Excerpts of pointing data
━━━━
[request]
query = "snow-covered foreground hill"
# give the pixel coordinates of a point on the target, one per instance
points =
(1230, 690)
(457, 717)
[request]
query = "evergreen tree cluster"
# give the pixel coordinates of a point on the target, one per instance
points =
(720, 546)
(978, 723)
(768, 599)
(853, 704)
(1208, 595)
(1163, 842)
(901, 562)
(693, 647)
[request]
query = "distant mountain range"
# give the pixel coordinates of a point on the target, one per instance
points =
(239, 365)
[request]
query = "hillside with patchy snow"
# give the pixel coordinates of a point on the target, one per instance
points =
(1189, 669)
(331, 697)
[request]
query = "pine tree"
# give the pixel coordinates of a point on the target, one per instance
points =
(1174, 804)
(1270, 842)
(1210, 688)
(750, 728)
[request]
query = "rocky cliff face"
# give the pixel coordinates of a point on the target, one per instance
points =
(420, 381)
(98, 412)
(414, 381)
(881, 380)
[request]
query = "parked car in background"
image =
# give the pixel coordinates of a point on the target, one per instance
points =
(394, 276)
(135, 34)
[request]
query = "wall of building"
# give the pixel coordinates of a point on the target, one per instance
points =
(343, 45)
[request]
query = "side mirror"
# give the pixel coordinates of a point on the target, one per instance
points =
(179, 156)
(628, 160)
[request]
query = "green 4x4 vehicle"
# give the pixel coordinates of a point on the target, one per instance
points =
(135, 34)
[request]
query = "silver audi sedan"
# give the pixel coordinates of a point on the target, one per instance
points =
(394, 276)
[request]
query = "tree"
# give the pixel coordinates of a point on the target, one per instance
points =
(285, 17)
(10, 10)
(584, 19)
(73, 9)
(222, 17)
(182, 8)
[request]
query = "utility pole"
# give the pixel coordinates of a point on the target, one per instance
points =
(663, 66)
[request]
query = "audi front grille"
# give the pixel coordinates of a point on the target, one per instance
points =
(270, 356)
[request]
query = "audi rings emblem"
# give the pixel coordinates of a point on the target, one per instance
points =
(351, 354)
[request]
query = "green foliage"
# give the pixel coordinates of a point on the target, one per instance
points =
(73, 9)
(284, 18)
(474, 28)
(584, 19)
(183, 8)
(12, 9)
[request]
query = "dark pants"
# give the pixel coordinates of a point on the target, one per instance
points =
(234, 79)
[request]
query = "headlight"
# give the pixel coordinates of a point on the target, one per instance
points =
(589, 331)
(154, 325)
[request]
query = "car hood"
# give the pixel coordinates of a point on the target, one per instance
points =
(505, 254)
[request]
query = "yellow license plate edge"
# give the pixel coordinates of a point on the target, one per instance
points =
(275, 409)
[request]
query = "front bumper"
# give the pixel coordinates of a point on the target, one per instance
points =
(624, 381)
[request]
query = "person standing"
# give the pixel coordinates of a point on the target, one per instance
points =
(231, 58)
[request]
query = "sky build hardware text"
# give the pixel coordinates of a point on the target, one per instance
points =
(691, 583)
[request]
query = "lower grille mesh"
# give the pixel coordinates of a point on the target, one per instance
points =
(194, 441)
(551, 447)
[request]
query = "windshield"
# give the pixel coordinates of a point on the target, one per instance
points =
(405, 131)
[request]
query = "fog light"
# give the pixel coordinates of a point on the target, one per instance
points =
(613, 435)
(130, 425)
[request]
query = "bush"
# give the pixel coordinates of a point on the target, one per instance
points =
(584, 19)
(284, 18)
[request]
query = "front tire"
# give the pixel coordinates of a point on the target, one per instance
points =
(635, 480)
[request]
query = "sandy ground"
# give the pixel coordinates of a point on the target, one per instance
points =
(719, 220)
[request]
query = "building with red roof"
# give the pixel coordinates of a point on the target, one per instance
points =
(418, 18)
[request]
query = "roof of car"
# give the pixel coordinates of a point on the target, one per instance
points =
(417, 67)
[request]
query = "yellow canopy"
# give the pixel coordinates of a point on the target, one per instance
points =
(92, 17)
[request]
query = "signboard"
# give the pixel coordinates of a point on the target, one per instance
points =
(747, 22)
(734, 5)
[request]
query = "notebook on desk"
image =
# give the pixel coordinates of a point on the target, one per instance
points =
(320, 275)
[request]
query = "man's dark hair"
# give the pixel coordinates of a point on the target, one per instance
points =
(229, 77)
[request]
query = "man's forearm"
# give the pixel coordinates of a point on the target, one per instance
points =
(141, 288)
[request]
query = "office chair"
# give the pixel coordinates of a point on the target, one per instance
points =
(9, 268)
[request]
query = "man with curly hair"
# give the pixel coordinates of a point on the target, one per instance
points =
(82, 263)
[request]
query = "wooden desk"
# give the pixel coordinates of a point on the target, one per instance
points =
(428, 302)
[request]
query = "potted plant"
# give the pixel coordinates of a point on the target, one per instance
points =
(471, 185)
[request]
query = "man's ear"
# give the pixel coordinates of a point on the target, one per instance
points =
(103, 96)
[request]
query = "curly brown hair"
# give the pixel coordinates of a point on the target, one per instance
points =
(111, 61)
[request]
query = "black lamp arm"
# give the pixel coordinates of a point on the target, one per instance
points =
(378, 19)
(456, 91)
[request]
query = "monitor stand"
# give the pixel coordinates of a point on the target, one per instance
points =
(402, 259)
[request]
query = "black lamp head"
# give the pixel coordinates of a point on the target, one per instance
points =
━━━━
Write out the whole listing exactly.

• Exercise response:
[request]
query = "snow-covered foreground hill"
# give the pixel coordinates of a point on the target, one per instance
points =
(1230, 690)
(457, 717)
[request]
query = "evergreen tree cluster"
# give the pixel coordinates of a point on the target, one per instance
points =
(720, 546)
(978, 723)
(768, 599)
(853, 704)
(1208, 595)
(1163, 842)
(901, 562)
(693, 647)
[request]
query = "distant mountain range"
# give the pixel coordinates of a point on the target, one per instance
points =
(239, 365)
[request]
query = "hillside with patchy snow"
# give the pixel coordinates of a point on the target, one per instance
points =
(1189, 669)
(331, 697)
[request]
query = "pine tree"
# give the pixel coordinates of a point on the target, one per instance
points =
(1174, 804)
(1270, 842)
(1210, 688)
(750, 728)
[request]
query = "rocky cliff face"
# give the pixel coordinates of a point on the target, one per instance
points =
(420, 381)
(98, 412)
(414, 381)
(881, 380)
[request]
query = "parked car in background"
image =
# give the pixel coordinates of a point on the target, one per instance
points =
(394, 276)
(135, 34)
[request]
query = "wall of building"
# give the pixel coordinates of a point on the target, one per instance
points =
(343, 45)
[request]
query = "side mirror"
# give the pixel coordinates of a point on the target, one per instance
points =
(179, 156)
(628, 160)
[request]
query = "green 4x4 vehicle"
# give the pixel coordinates of a point on the target, one per instance
points =
(135, 34)
[request]
query = "silver audi sedan"
# give the pixel coordinates of a point on the target, one per instance
points =
(394, 276)
[request]
query = "tree"
# give the pixel coordinates of a point on the target, one per instance
points =
(285, 17)
(10, 10)
(584, 19)
(73, 9)
(222, 17)
(182, 8)
[request]
query = "utility pole"
# give the pixel coordinates of a point on the target, one per instance
points =
(663, 66)
[request]
query = "audi front grille"
# give the pixel coordinates of a point on the target, one per instance
points =
(270, 356)
[request]
query = "audi rings emblem"
# give the pixel coordinates of a point on the target, one per instance
points =
(351, 354)
[request]
query = "green foliage"
# give the pixel coordinates of a point on the target, one per instance
points =
(73, 9)
(284, 18)
(474, 28)
(584, 19)
(183, 8)
(12, 9)
[request]
query = "dark pants"
# give the pixel coordinates of a point on the target, one per instance
points =
(234, 79)
[request]
query = "headlight"
# give the pixel coordinates of a point on the target, one per instance
points =
(589, 331)
(154, 325)
[request]
query = "car hood"
# give the pixel coordinates of a point on the target, one per instance
points =
(505, 254)
[request]
query = "yellow license plate edge"
# give the pixel coordinates of a point on the target, one per instance
points =
(275, 409)
[request]
query = "front bumper"
# give the pixel coordinates of a point on the target, one per instance
points =
(624, 381)
[request]
query = "person standing"
# give the pixel coordinates of a point on the target, one per instance
points =
(231, 58)
[request]
query = "sky build hardware text"
# give the pixel coordinates of a point on the target, one per instance
points =
(691, 583)
[request]
query = "lower grille mesh"
# give the pixel coordinates of a point on the target, one per instance
points =
(194, 441)
(551, 447)
[request]
query = "windshield"
# give the pixel coordinates of a point on the target, one per instance
points =
(405, 131)
[request]
query = "fog light"
# give the pixel coordinates of a point on the target, one per instance
points =
(613, 435)
(130, 425)
[request]
query = "bush"
# give the pixel coordinates of a point on the target, one per instance
points =
(584, 19)
(284, 18)
[request]
query = "front tire"
# give the pixel coordinates of a point on the target, one per instance
points =
(635, 480)
[request]
query = "sandy ground"
# give the pixel coordinates of a point on the target, one per instance
points =
(719, 220)
[request]
query = "building with red roof"
# give the pixel coordinates of a point on the target, one per instance
points =
(418, 18)
[request]
query = "roof of car"
# give the pixel coordinates of a point on the target, one per instance
points =
(417, 67)
[request]
query = "yellow canopy"
# give the pixel coordinates of a point on the target, one per instance
points =
(92, 17)
[request]
query = "signboard"
# give the pixel coordinates of a point on the target, one per instance
points =
(747, 22)
(734, 5)
[request]
query = "notebook on desk"
image =
# give the pixel coordinates of a point on the target, one per instance
points =
(320, 275)
[request]
query = "man's dark hair"
# give the pixel coordinates of a point on the target, one per instance
points =
(229, 77)
[request]
query = "man's forearm"
# give the pixel coordinates of a point on the target, one per instance
points =
(141, 288)
[request]
query = "office chair"
# give the pixel coordinates of a point on the target, one per instance
points =
(9, 268)
[request]
query = "man with curly hair"
# give the pixel coordinates of a point on the target, one per instance
points =
(82, 263)
[request]
query = "wooden desk"
# give the pixel coordinates of a point on the target, one per instance
points =
(428, 302)
[request]
query = "potted plant"
# give the pixel coordinates of a point on the target, one per instance
points =
(471, 185)
[request]
query = "man's ear"
# give the pixel coordinates of a point on the target, one per instance
points =
(103, 96)
[request]
query = "curly brown hair"
# give the pixel coordinates of a point on the target, one per instance
points =
(111, 61)
[request]
query = "black lamp arm"
# give the pixel coordinates of a point on the target, one per instance
points =
(378, 19)
(456, 91)
[request]
query = "monitor stand"
# give the pixel coordinates of a point on the target, one per instance
points =
(402, 259)
[request]
query = "black lamp head"
# give the pixel coordinates of a point on the target, one per instance
points =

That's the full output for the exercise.